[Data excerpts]
★ ★ ★ ★ ★
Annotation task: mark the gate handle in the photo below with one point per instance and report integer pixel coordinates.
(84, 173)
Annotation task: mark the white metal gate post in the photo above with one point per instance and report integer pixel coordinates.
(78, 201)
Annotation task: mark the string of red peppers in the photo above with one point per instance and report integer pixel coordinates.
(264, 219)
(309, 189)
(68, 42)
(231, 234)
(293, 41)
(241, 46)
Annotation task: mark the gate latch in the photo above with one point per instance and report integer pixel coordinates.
★ ★ ★ ★ ★
▸ **Required action**
Please give the records again exactly as they are.

▸ **Output**
Annotation task: mark the gate handle in the photo below with one point per instance and report integer pixel coordinates.
(84, 173)
Annotation task: mark the white metal gate post in the photo above with one point per instance and report integer pixel coordinates.
(78, 201)
Annotation task: mark the string of red peppers in the photo above with one point per instance and report integer pixel coordinates.
(264, 219)
(309, 189)
(68, 42)
(231, 234)
(293, 41)
(241, 46)
Annotation task: mark the gate latch in the photo above with one point per instance and report integer pixel coordinates.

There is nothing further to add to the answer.